### Objective:
Turn the lines below into a JSON list of strings, one string per line, skipping any blank lines. Leave out the pictures.

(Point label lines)
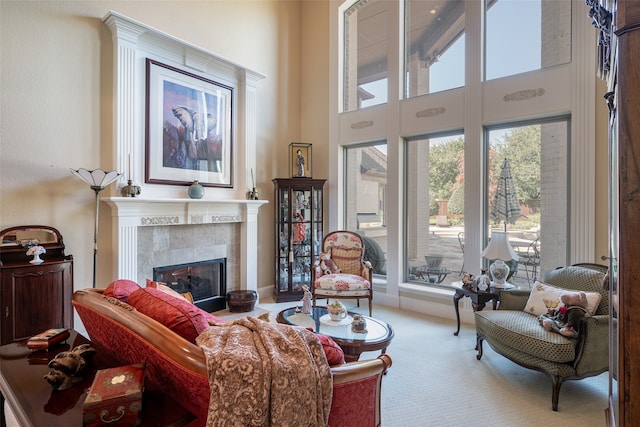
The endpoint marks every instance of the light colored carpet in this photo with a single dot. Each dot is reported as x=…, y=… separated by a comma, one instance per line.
x=436, y=380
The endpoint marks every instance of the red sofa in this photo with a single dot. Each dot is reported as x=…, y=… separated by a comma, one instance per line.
x=178, y=367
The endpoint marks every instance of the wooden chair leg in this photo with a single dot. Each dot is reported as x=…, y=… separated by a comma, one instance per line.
x=556, y=382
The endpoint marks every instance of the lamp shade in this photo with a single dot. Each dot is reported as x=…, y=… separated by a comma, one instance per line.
x=499, y=248
x=97, y=179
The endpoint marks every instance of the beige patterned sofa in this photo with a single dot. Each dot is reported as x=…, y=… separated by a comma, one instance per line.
x=517, y=335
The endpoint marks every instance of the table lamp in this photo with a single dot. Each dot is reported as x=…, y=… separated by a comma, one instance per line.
x=499, y=250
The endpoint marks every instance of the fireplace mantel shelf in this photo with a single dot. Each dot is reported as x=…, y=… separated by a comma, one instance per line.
x=172, y=211
x=130, y=213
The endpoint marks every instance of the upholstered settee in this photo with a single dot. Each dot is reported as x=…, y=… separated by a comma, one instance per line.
x=514, y=330
x=178, y=366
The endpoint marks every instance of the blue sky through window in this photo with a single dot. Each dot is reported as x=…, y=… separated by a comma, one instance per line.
x=513, y=46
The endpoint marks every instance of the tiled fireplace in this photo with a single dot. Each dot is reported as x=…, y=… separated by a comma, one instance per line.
x=150, y=233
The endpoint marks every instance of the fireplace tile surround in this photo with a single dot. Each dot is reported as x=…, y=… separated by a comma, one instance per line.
x=153, y=232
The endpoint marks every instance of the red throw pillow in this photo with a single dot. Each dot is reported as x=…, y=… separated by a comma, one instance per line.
x=335, y=355
x=121, y=289
x=177, y=314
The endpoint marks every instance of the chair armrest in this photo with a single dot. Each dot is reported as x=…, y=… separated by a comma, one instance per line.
x=592, y=349
x=361, y=369
x=514, y=300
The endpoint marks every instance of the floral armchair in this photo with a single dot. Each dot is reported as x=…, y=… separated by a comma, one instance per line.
x=349, y=275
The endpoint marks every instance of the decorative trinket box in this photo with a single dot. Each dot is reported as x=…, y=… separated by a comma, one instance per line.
x=48, y=338
x=115, y=397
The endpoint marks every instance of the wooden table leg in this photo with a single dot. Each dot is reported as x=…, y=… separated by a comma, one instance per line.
x=3, y=420
x=456, y=300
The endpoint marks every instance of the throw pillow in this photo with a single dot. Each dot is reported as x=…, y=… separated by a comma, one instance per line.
x=544, y=296
x=121, y=289
x=177, y=314
x=161, y=286
x=349, y=259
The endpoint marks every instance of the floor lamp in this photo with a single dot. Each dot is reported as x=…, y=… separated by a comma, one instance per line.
x=98, y=180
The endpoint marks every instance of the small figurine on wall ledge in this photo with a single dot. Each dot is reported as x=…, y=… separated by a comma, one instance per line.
x=253, y=194
x=483, y=281
x=306, y=300
x=36, y=251
x=130, y=190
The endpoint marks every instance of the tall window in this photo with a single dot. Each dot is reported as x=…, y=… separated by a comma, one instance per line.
x=536, y=170
x=365, y=194
x=526, y=35
x=434, y=40
x=434, y=208
x=448, y=129
x=365, y=54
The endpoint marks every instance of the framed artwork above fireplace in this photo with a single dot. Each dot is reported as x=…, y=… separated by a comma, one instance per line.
x=188, y=128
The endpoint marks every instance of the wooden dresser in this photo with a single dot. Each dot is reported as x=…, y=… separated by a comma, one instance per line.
x=33, y=297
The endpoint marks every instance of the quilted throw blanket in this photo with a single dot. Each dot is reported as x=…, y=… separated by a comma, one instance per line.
x=265, y=374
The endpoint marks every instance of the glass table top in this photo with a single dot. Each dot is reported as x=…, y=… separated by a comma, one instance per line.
x=320, y=322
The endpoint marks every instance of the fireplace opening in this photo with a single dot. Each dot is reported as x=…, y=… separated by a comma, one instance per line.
x=206, y=280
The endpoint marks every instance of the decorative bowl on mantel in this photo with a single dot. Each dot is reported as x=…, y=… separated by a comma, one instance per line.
x=241, y=301
x=434, y=262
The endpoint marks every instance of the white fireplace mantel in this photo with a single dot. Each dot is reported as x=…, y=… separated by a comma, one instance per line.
x=130, y=213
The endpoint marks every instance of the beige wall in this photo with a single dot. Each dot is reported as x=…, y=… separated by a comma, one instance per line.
x=56, y=84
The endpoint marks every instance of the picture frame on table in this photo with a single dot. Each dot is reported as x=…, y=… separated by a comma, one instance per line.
x=300, y=160
x=188, y=128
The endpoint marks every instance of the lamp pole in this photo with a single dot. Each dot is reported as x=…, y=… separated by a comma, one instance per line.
x=97, y=189
x=98, y=180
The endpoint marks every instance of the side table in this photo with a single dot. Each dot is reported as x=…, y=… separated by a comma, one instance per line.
x=479, y=299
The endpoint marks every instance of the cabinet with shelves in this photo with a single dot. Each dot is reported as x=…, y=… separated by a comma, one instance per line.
x=33, y=296
x=298, y=234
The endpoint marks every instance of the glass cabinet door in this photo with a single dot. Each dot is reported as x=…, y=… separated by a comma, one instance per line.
x=298, y=235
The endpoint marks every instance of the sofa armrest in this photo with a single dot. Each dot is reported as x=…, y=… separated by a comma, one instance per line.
x=592, y=349
x=514, y=299
x=356, y=392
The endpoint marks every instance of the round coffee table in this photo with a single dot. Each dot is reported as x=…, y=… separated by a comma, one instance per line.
x=377, y=337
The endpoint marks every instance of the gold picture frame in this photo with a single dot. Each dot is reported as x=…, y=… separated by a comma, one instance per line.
x=300, y=163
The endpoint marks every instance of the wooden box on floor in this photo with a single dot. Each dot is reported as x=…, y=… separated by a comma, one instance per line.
x=115, y=397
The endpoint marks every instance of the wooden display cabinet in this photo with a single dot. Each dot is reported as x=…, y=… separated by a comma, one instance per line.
x=298, y=236
x=33, y=297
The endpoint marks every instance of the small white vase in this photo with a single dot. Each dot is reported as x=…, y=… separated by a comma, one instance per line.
x=499, y=272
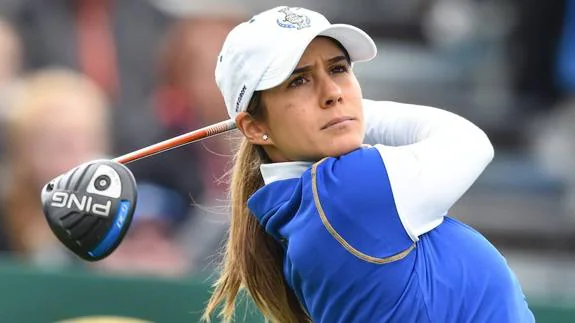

### Answer in full:
[
  "The endpoint marks every instance of the light colored carpet in this photo with a single dot. Each dot is reported as x=…, y=… separated by a comma, one instance per line.",
  "x=436, y=380",
  "The endpoint marks every instance of the red sofa in this photo with a single dot. Each dot is reported as x=…, y=… separated by a comma, one instance per line.",
  "x=178, y=367",
  "The endpoint marks every instance of the wooden chair leg in this photo with a single dot. Each dot is reported as x=…, y=… separated by a comma, one instance per line.",
  "x=556, y=382",
  "The endpoint marks every instance of the lamp shade in this photo with a single dot. Each dot is reported as x=…, y=… separated by a comma, one instance per line.",
  "x=499, y=248",
  "x=97, y=179",
  "The endpoint marks every instance of the beige patterned sofa in this photo with a single dot. Each dot is reported as x=…, y=… separated by a comma, one instance per line.",
  "x=517, y=335",
  "The endpoint marks every instance of the table lamp in this photo with a single dot. Each dot is reported as x=…, y=… separated by a comma, one instance per line.",
  "x=499, y=250",
  "The endpoint marks every instance of the fireplace mantel shelf in this photo with a single dot. Each dot is reported as x=…, y=… separated by a comma, one instance per line.",
  "x=172, y=211",
  "x=130, y=213",
  "The endpoint marks every instance of the upholstered settee in this photo with a single dot. Each dot is reported as x=…, y=… separated by a comma, one instance per line.",
  "x=514, y=330",
  "x=178, y=366",
  "The endpoint marks every instance of the blue sky through window in this photo with a single dot. Each dot is reported as x=…, y=… separated by a comma, one instance per line.",
  "x=513, y=46",
  "The endpoint marks every instance of the tiled fireplace in this photo with a single dot. Each dot is reported as x=…, y=… separated by a comma, one instance per line.",
  "x=150, y=233",
  "The endpoint marks every instance of the fireplace tile surround in this photo with a single dot. Each dot is reported as x=…, y=… separated by a comma, one instance per line.",
  "x=153, y=232",
  "The endpoint marks every instance of the red throw pillow in this photo with a single dot. Each dot is reported as x=…, y=… separated by a comma, one instance per line.",
  "x=335, y=355",
  "x=121, y=289",
  "x=177, y=314",
  "The endpoint marks every instance of the chair armrest in this photo with a single dot. Each dot is reported as x=…, y=… separated by a comma, one instance per line.",
  "x=592, y=349",
  "x=361, y=369",
  "x=514, y=300",
  "The endpoint marks every instance of the floral armchair in this photo with a single dot. Each dot is reported as x=…, y=… separated by a comma, one instance per line.",
  "x=349, y=275",
  "The endpoint marks every instance of the decorative trinket box in this photo with a single dot. Each dot is reported as x=…, y=… separated by a comma, one instance per line.",
  "x=48, y=338",
  "x=115, y=397",
  "The endpoint marks every instance of the wooden table leg in this photo with a single dot. Each dot is reported as x=…, y=… separated by a comma, one instance per line.",
  "x=3, y=420",
  "x=456, y=300",
  "The endpoint marks every instance of the throw pillow in this photo with a single dot. Each dot is reported as x=…, y=… separated by a comma, one instance per line.",
  "x=544, y=296",
  "x=121, y=289",
  "x=177, y=314",
  "x=161, y=286",
  "x=349, y=259",
  "The endpoint marks every instance of the floor lamp in this photo with a single dot. Each dot is reported as x=…, y=… separated by a comma, one instance per line.",
  "x=98, y=180",
  "The endpoint marks every instance of the small figurine on wall ledge in this photo with a single dot. Each dot is reported as x=…, y=… separated by a comma, one instance per line.",
  "x=253, y=194",
  "x=483, y=281",
  "x=306, y=300",
  "x=36, y=251",
  "x=130, y=190",
  "The endpoint marks every instance of the tall window in this photo with a single dot. Each dot is reported as x=…, y=… separated by a comma, one instance per line.",
  "x=536, y=170",
  "x=365, y=194",
  "x=526, y=35",
  "x=434, y=40",
  "x=434, y=208",
  "x=448, y=129",
  "x=365, y=54",
  "The endpoint marks every instance of the framed artwork above fireplace in this photo with a single dot. Each dot is reported as x=…, y=… separated by a comma, one instance per line.",
  "x=188, y=128",
  "The endpoint marks every instance of the wooden dresser in this photo with a single dot. Each dot is reported as x=…, y=… separated by a comma, one instance per line.",
  "x=33, y=297",
  "The endpoint marks every instance of the quilted throw blanket in this photo with a single dot. Each dot is reported as x=…, y=… separated by a comma, one instance per line.",
  "x=265, y=374",
  "The endpoint marks every instance of the glass table top in this photo with a single dot. Each dot is reported as x=…, y=… separated by a comma, one instance per line.",
  "x=320, y=322",
  "The endpoint marks every instance of the fireplace opening in this photo with a single dot. Each dot is reported as x=…, y=… separated by a comma, one instance per line.",
  "x=206, y=280",
  "The endpoint marks every instance of the decorative bowl on mantel in this photo with a single dot. Each dot is reported as x=…, y=… separated by a comma, one instance per line.",
  "x=241, y=301",
  "x=434, y=262",
  "The endpoint marks every instance of the white fireplace mantel in this photo with a single dot. Each dot is reported as x=…, y=… separated by a comma, one instance per line.",
  "x=130, y=213",
  "The endpoint marks every instance of the beige wall in this photo with a single dot. Each dot is reported as x=…, y=… separated by a comma, one instance per line.",
  "x=56, y=84",
  "The endpoint marks every instance of the picture frame on table in this photo with a single dot. Each dot is reported as x=…, y=… separated by a comma, one instance per line.",
  "x=300, y=160",
  "x=188, y=128",
  "The endpoint marks every instance of the lamp pole in this photo with a single dot. Each dot is reported as x=…, y=… separated by a comma, one instance per line.",
  "x=97, y=189",
  "x=98, y=180",
  "The endpoint marks every instance of the side table in this photo with a single dot. Each dot is reported as x=…, y=… separated by a comma, one instance per line.",
  "x=479, y=299",
  "The endpoint marks every instance of the cabinet with shelves in this photo with a single dot. Each dot is reported as x=…, y=… separated by a comma, one instance per line.",
  "x=33, y=296",
  "x=298, y=234",
  "The endpoint marks every instance of the glass cabinet door in this photo with a single dot. Each dot is reported as x=…, y=… separated by a comma, one instance per line.",
  "x=298, y=235",
  "The endpoint marks every instance of the sofa armrest in this photo with a single dot. Each dot is reported as x=…, y=… separated by a comma, one instance per line.",
  "x=592, y=349",
  "x=514, y=299",
  "x=356, y=392",
  "The endpoint marks every instance of the round coffee table in this photo with a single dot. Each dot is reported as x=…, y=… separated by a comma, one instance per line.",
  "x=377, y=337",
  "The endpoint marks every instance of the gold picture frame in this photo with a single dot. Each dot is reported as x=…, y=… separated by a comma, one instance per line.",
  "x=300, y=163",
  "The endpoint marks every instance of the wooden box on floor in this photo with a single dot. Each dot is reported as x=…, y=… separated by a comma, one instance per line.",
  "x=115, y=397",
  "The endpoint marks every instance of the wooden display cabinet in this photo with a single dot. Each dot is reported as x=…, y=… separated by a comma, one instance per line.",
  "x=298, y=236",
  "x=33, y=297",
  "The endpoint marks every instance of the small white vase in this photo with a single dot. Each dot is reported as x=…, y=… separated by a comma, one instance per line.",
  "x=499, y=272"
]